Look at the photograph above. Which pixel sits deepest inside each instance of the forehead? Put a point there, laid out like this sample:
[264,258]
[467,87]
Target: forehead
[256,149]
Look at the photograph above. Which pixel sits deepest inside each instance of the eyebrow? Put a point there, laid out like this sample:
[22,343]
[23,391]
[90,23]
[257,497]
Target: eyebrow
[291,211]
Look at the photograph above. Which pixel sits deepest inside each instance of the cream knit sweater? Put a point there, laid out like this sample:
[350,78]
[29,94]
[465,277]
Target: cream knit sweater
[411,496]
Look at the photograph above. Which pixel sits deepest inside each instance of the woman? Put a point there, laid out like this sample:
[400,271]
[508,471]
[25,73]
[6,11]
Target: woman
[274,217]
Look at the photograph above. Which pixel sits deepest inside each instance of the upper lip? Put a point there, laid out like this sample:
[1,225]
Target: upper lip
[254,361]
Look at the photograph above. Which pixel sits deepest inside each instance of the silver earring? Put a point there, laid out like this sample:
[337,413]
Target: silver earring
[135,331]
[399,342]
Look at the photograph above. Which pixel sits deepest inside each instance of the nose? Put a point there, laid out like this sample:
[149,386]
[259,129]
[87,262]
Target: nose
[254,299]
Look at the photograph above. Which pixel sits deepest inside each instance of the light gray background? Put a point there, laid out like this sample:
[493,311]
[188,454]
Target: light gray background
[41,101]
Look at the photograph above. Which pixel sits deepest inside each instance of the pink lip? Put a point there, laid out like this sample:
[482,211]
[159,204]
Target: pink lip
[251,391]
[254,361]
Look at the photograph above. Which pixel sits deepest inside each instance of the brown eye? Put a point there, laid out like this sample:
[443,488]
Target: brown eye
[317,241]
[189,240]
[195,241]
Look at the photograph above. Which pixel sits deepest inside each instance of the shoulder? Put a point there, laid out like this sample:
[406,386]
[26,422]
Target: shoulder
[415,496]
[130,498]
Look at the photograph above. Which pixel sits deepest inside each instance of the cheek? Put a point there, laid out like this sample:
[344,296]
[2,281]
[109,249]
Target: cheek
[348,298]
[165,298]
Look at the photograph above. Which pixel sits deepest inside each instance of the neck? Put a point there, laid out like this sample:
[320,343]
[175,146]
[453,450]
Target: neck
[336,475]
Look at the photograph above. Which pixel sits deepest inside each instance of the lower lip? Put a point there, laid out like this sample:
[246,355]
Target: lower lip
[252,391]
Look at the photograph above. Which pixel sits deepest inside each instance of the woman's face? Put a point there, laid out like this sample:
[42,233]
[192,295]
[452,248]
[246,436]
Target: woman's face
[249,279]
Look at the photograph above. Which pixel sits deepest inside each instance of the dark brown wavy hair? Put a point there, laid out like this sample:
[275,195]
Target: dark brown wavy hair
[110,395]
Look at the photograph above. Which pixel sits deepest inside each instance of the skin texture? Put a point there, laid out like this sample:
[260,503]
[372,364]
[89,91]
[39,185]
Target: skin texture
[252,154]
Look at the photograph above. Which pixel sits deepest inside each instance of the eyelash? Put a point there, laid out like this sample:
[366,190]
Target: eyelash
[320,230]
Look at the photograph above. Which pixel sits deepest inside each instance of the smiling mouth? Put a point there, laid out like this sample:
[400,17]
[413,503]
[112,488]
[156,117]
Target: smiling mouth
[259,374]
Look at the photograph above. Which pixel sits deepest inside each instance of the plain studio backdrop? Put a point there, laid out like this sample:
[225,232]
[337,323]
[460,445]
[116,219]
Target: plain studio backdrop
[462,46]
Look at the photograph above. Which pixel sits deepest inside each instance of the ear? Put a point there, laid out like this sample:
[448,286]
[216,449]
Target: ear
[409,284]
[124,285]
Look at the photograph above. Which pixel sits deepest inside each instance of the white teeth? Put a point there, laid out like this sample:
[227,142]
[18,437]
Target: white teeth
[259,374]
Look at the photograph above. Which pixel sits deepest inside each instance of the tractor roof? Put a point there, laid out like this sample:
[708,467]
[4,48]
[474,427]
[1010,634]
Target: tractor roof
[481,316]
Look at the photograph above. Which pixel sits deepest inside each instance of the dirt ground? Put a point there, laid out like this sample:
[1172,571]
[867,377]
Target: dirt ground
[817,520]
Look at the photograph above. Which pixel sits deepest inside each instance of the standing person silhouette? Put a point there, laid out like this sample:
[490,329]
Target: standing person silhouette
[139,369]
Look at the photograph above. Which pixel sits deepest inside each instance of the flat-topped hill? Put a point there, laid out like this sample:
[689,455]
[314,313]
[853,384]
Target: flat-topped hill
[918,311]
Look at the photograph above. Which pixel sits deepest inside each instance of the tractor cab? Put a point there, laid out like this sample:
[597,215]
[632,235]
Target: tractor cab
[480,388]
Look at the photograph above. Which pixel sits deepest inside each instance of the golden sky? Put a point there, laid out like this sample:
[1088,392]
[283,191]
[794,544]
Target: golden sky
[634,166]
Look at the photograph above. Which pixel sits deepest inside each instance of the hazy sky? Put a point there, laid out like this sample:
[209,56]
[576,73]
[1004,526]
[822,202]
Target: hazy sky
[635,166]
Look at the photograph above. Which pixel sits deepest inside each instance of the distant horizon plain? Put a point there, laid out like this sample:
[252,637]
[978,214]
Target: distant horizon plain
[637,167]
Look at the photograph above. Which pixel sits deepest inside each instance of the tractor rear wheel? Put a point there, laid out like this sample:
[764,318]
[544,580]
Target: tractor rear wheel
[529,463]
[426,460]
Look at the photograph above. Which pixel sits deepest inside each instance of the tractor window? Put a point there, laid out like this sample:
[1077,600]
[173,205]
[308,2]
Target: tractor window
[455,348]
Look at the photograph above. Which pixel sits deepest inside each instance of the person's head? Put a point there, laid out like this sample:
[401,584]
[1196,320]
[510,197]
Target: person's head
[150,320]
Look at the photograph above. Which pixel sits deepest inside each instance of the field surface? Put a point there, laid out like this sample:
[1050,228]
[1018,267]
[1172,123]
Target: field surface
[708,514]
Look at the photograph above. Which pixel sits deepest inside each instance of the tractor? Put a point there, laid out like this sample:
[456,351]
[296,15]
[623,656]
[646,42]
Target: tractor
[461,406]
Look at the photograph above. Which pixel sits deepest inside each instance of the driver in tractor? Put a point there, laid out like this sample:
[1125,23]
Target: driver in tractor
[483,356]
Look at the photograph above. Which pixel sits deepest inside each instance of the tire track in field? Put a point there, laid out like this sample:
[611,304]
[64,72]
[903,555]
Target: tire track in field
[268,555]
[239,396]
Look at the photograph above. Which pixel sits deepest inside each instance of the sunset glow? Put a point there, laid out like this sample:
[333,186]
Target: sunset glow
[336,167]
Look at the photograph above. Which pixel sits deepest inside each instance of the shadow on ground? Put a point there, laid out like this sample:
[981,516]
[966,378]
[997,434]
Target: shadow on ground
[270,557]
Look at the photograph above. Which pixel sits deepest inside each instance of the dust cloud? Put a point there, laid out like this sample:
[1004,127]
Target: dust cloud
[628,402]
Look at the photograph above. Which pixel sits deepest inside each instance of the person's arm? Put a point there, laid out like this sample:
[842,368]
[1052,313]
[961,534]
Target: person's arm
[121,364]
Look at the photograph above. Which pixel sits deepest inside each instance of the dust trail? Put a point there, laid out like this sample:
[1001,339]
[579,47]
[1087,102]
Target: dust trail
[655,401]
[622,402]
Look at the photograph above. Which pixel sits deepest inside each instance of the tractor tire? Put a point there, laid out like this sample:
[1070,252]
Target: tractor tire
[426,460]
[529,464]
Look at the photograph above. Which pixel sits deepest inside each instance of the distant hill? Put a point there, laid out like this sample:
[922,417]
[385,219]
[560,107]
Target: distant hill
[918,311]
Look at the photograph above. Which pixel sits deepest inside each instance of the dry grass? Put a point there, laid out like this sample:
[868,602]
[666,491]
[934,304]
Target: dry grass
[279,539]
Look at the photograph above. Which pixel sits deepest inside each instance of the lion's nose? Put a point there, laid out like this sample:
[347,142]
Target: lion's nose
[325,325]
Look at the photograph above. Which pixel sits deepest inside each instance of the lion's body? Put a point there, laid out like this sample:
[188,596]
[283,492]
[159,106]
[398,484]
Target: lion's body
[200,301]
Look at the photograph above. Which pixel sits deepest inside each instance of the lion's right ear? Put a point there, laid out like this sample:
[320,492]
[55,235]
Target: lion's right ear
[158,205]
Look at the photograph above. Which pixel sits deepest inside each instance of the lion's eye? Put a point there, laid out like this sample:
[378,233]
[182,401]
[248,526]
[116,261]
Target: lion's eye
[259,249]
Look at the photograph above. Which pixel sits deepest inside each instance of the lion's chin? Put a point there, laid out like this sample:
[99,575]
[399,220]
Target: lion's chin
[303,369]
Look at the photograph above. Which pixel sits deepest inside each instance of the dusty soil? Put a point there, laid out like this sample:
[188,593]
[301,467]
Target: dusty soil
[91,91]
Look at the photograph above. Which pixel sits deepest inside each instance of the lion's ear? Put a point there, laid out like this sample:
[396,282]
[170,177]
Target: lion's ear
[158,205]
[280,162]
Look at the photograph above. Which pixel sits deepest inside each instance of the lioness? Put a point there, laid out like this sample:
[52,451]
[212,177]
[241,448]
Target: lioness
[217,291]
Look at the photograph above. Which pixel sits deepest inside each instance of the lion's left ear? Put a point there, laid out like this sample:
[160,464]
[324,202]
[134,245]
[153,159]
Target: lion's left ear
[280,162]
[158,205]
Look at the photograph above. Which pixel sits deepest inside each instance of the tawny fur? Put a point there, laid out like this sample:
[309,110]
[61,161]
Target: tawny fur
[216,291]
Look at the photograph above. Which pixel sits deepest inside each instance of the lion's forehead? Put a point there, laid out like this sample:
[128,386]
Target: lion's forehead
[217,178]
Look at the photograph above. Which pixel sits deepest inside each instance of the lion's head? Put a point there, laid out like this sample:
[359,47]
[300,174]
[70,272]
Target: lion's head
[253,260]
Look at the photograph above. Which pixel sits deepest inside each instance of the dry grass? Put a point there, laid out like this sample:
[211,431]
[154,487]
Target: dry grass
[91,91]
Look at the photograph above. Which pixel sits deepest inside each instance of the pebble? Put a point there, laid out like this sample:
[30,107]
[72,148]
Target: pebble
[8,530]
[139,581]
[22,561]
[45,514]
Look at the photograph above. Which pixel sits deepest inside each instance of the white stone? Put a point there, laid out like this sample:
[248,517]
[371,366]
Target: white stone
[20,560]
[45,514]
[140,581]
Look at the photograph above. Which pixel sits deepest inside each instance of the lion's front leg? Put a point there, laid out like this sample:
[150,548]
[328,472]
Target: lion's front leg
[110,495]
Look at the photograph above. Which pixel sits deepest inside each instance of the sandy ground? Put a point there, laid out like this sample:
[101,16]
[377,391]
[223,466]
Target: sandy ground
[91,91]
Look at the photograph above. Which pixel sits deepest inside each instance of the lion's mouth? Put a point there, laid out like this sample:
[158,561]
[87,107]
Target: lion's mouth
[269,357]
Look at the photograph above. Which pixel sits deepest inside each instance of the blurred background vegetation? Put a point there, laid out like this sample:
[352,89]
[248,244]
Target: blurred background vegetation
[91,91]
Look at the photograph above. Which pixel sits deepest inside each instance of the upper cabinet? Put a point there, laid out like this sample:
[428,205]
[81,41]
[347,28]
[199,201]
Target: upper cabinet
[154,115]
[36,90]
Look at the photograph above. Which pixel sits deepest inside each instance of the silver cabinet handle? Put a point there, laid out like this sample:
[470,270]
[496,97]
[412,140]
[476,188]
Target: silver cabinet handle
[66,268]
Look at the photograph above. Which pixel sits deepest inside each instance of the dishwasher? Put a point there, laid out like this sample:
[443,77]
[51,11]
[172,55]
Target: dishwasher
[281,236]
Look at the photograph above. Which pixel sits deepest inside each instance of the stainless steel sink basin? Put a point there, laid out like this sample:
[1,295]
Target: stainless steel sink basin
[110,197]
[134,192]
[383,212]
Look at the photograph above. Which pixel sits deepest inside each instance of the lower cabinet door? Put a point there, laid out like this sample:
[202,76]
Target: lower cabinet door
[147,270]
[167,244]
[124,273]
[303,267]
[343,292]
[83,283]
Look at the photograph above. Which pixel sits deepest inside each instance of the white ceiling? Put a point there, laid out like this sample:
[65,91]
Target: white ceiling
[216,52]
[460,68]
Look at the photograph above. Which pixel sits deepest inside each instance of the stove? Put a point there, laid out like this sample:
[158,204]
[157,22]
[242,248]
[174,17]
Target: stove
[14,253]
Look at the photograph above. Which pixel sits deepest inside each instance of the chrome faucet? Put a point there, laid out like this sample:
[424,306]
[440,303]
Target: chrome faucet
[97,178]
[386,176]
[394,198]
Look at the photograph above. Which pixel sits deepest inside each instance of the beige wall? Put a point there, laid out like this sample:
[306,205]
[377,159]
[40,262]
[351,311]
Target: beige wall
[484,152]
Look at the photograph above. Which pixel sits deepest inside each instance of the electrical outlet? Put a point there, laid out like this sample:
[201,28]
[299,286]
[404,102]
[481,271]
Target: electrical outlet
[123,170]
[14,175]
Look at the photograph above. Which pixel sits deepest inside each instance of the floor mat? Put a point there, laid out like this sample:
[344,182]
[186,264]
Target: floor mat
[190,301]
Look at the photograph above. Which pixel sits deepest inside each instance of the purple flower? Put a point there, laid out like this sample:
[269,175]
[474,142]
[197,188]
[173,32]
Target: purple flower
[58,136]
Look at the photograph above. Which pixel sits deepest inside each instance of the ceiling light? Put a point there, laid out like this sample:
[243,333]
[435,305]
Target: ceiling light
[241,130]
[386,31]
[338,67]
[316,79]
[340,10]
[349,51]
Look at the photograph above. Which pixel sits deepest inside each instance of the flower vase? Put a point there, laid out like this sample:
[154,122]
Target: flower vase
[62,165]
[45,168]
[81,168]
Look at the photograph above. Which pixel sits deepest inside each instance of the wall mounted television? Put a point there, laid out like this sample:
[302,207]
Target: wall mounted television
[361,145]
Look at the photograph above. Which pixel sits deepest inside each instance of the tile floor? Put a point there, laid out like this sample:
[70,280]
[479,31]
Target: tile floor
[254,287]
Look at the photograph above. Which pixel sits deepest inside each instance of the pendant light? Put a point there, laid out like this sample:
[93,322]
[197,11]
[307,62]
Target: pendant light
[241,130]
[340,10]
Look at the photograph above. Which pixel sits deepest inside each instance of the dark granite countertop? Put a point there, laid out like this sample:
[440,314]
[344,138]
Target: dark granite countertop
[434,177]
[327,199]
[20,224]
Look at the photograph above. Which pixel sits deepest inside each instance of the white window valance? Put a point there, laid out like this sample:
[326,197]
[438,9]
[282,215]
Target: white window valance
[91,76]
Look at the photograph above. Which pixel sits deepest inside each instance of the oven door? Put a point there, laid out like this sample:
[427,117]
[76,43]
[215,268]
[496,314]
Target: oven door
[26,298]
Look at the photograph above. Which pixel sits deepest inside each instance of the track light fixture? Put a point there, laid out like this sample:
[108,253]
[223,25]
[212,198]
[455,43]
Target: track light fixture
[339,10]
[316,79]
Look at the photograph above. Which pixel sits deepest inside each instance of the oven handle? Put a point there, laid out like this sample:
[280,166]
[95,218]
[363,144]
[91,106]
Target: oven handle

•••••

Having found the line with "Target: purple flower" in the listing above, transcribe it and every line after it to the end, exactly, with no additions.

Target: purple flower
[58,136]
Look at the photograph above. Which pixel sits deepest inside each instance of the ceiling light? Put a point there, laid out like this sample:
[243,333]
[435,305]
Target: ceiling light
[241,130]
[386,31]
[338,67]
[316,79]
[340,10]
[349,51]
Look at the photograph above. Which pixel sits deepest inside each instance of the flower vase? Put a point there, laid out like this sample:
[154,122]
Target: flower vase
[62,165]
[45,168]
[81,168]
Look at the photograph above. Which pixel sits deepest inside each instance of the wall mounted television? Put a point there, laid out like this sample:
[302,207]
Target: wall mounted television
[361,145]
Look at the photograph above. Which pixel sits deepest inside each instance of the tile floor? Put a point there, laid out like this sample:
[70,280]
[479,31]
Target: tile floor
[254,287]
Look at the photograph above. Which pixel sits deepest inside each instance of the pendant light? Put a point there, laid out like this sample:
[93,322]
[197,11]
[307,62]
Target: pendant light
[241,130]
[340,10]
Look at the photograph above. Which pixel sits deepest inside each instance of the dark granite countertop? Put a point there, laid out like this sample:
[440,314]
[344,138]
Target: dark granite countertop
[434,177]
[327,199]
[20,224]
Look at the photograph above. Which pixel sits deepest inside each instance of the white window valance? Put a point there, laid out like this sample:
[326,197]
[438,9]
[282,215]
Target: white window valance
[91,76]
Look at the photograph above. Which pixel sits deepest inside each instance of the oven door? Put a point there, laid out like this sample:
[427,117]
[76,43]
[215,268]
[496,314]
Target: oven door
[26,298]
Look at the photograph above. Which pixel sits deepest inside each instance of the track light fixture? Put a point there, laid out like this sample:
[108,253]
[223,25]
[212,198]
[455,43]
Target: track light fixture
[339,10]
[316,79]
Look at the photograph above. Which pixel sits deepest inside each instance of the oven handle? Put a point there, laid out like this sample:
[280,166]
[95,218]
[363,144]
[91,106]
Target: oven handle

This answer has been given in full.